SOURCE DOCUMENT:
As this coming armistice day marks the 100th anniversary of the first world war, our Paraplanner Katy Owen considers how ethical investing works – with a spotlight on the Rathbone Ethical Bond fund.
When it comes to investing, most people are deterred by the word ‘Ethical’. Why? Because ethical investments are typically more volatile than non-ethical and the ‘average ethical fund’ can see its underlying performance held back by its ethical selection. So if you’re not looking to be actively ethical you’re probably not going to set out to select the Rathbone Ethical Bond, but this is not your average ‘Ethical’ fund.
As a bond fund, the Rathbone ethical offering competes really well against its mainstream peer group (the Sterling Corporate Bond sector). It has the maximum morning star rating of five stars and it also sits comfortably in the top quartile of its sector as well as coming in 8th out of 93 funds within its sector over the last three years*.
Lead Portfolio manager Bryn Jones is the Fixed Income Director for Rathbone Unit Trust Management. He also manages the Rathbone Strategic Bond Fund. Bryn joined Rathbone in November 2004 and has over 15 years of investment management experience. Bryn’s approach to a successful fund starts in the same way, whether it is ethical or non-ethical, with profitability being the initial objective.

DATASET RECORDS:
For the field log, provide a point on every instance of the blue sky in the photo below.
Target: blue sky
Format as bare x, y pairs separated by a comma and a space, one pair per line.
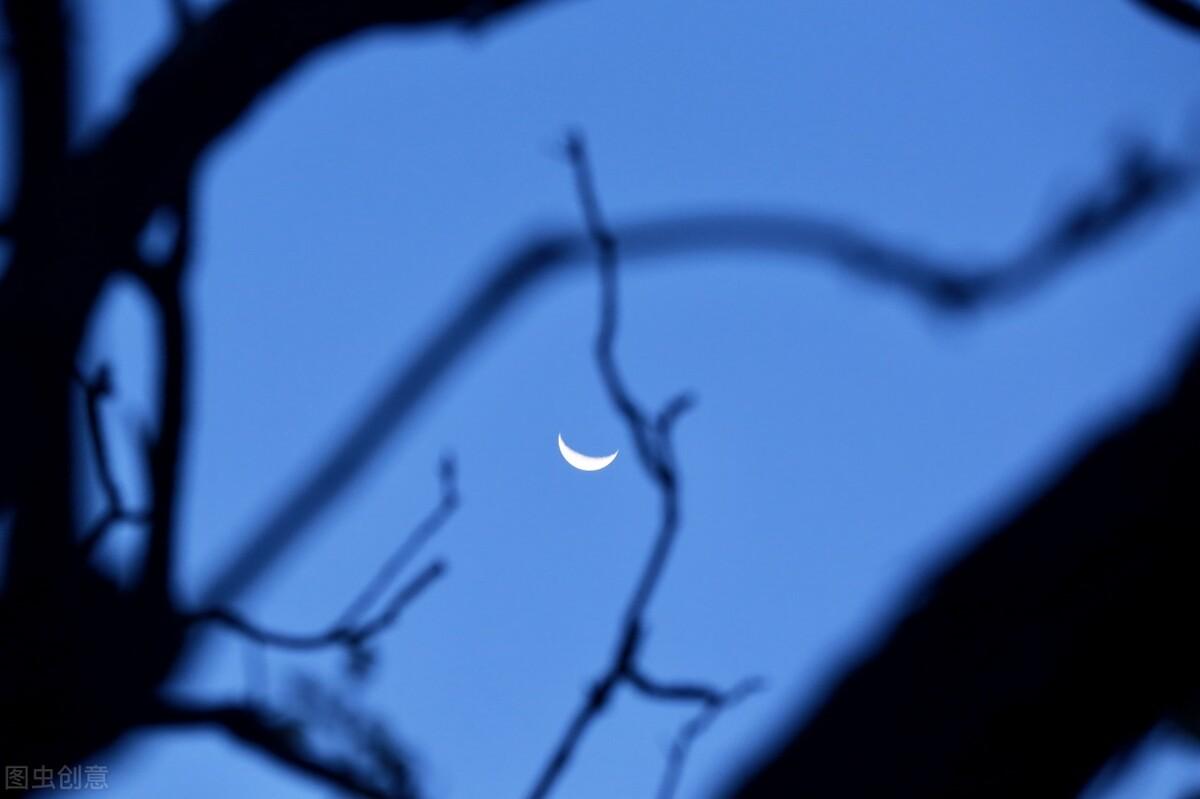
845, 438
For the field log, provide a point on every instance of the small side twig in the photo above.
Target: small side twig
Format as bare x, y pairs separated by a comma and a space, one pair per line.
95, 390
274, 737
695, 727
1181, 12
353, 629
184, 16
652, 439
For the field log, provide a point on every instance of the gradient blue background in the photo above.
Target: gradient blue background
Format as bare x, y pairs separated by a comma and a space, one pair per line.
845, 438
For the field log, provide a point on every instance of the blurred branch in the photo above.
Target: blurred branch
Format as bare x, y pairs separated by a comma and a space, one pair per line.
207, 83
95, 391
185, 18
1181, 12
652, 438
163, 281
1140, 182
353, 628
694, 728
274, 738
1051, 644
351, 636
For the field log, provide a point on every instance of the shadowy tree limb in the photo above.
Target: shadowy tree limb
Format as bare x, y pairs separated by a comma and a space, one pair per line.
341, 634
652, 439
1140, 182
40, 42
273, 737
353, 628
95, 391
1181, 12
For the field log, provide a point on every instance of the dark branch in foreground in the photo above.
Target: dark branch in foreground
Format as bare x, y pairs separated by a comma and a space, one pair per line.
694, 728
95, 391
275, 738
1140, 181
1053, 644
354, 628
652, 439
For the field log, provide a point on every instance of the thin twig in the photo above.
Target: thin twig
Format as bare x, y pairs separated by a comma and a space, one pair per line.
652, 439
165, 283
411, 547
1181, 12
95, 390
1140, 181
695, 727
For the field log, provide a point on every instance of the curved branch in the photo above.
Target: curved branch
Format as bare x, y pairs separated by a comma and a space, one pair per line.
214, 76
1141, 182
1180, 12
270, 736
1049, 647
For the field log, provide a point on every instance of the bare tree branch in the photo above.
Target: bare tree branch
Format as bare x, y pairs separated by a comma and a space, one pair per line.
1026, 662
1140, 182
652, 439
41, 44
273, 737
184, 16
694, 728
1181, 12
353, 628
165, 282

TASK REQUIREMENTS: Continue the piece on the Rathbone Ethical Bond fund, picking up after its last sentence. The rows are not needed for what comes next.

EXPECTED OUTPUT:
The idea is to overlook the ethical involvement to begin with, and simply create a good investment fund. Once this has been achieved, the fund applies negative screening and eliminates bonds issued by companies who have known involvement with alcohol, animal testing, armaments, gambling, nuclear power, pornography, tobacco and other areas that could be deemed as unethical. The screening research is conducted by the Rathbone Greenbank Investments, part of the Rathbone family who have over twenty years of experience in ethical investments.
The fund also goes beyond simply taking out the ‘badness’ by then including additional positive aspects. Bonds in companies that support community investments, the delivery of beneficial social and environmental products and services, workplace diversity and equal opportunities, human rights and the management of environmental impacts are all considered ethical and therefore are suitably added into the fund. This strategy has worked really well, and the results are respectable. This year the Rathbone Ethical Bond has delivered around 25% more growth than its sector average*.
Finally, the fund research differs from others by digging into the core principals of investments that, on paper appear ethical, by expecting them to go above simply doing the ‘right’ things. As Ben Johnson from Rathbone explains: ‘If the research team don’t like it, they won’t do it’ which leads to a bespoke fund of carefully selected ethical companies with an embedded values-led culture. Bryn Jones takes time to visit various companies to experience first-hand how and why these values takes place.
In the UK there are less than 100 ‘ethical’ funds available to investors, but this number is increasing. With good management and increased awareness, I believe the future of ethical funds is promising. As concerns for environmental and moral issues rise, the word ‘ethical’ in investments should not be automatically discarded. Ethical investing is no longer just about doing ‘good’ and there is increasing potential for decent returns from these types of funds, the Rathbone Ethical Bond is a good example of this.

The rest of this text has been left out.